## [WHAT THE TASK REQUIRES]
Exact copies of all the entries are required.

________________________

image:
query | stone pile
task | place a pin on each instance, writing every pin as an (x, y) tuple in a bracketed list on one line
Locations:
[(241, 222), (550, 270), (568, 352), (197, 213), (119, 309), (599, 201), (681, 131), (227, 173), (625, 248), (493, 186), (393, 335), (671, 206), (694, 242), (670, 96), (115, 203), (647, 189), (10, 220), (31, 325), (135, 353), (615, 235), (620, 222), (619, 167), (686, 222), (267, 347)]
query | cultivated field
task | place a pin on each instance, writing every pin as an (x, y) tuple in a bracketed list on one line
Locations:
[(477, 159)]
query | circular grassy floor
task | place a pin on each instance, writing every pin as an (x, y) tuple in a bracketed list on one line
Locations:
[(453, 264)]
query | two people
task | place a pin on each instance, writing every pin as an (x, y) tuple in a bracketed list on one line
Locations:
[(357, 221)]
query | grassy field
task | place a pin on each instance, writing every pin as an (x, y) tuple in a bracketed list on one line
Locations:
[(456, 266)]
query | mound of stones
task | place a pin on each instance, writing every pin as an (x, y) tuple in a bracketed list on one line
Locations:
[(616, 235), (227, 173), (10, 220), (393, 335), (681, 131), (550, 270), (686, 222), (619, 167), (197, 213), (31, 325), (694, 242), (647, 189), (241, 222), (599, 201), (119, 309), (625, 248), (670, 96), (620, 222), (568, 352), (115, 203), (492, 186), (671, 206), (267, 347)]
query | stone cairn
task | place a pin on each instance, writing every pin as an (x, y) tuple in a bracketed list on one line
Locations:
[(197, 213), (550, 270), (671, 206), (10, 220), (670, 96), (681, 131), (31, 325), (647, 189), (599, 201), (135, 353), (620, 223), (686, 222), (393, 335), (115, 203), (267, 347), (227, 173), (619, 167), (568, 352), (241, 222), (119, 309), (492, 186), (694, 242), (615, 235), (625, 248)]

________________________

## [RESPONSE AREA]
image:
query | stone pile
task | place a pin on each instance, writing every pin as an (x, y) tuple in a bracketed list on one line
Locations:
[(241, 222), (550, 270), (568, 352), (197, 213), (119, 309), (599, 201), (681, 131), (227, 173), (625, 248), (493, 186), (393, 335), (671, 206), (694, 242), (670, 96), (115, 203), (647, 189), (10, 220), (31, 325), (135, 353), (615, 235), (620, 222), (619, 167), (686, 222), (267, 347)]
query | cultivated field
task | place a pin on each instance, writing every pin as an (x, y) tuple in a bracketed list on one line
Locations:
[(477, 159)]
query | circular grassy floor
task | place a pin on each instance, writing every pin as an (x, y) tuple in a bracketed list on one line
Locations:
[(453, 264)]
query | two people
task | place a pin on each instance, writing every pin as an (x, y) tuple in a bracketed list on one line
Locations:
[(357, 221)]
query | grassy field
task | place a pin on each instance, writing every pin as an (x, y) tuple in a bracketed list on one line
Locations:
[(456, 266)]
query | mound of stones
task | place a pin on each instance, writing every pin as an (x, y) tuple in a bracketed list on one line
Locations:
[(616, 235), (227, 173), (10, 220), (393, 335), (681, 131), (550, 270), (686, 222), (619, 167), (197, 213), (31, 325), (694, 242), (647, 189), (241, 222), (599, 201), (119, 309), (625, 248), (670, 96), (620, 222), (568, 352), (115, 203), (492, 186), (671, 206), (267, 347)]
query | stone cairn
task | place a pin on each instance, writing every pin as an (x, y) tuple in a bracketed list on one line
Locations:
[(197, 213), (550, 270), (671, 206), (10, 220), (670, 96), (681, 131), (31, 325), (647, 189), (599, 201), (135, 353), (620, 223), (686, 222), (393, 335), (115, 203), (267, 347), (227, 173), (619, 167), (568, 352), (241, 222), (119, 309), (492, 186), (694, 242), (615, 235), (625, 248)]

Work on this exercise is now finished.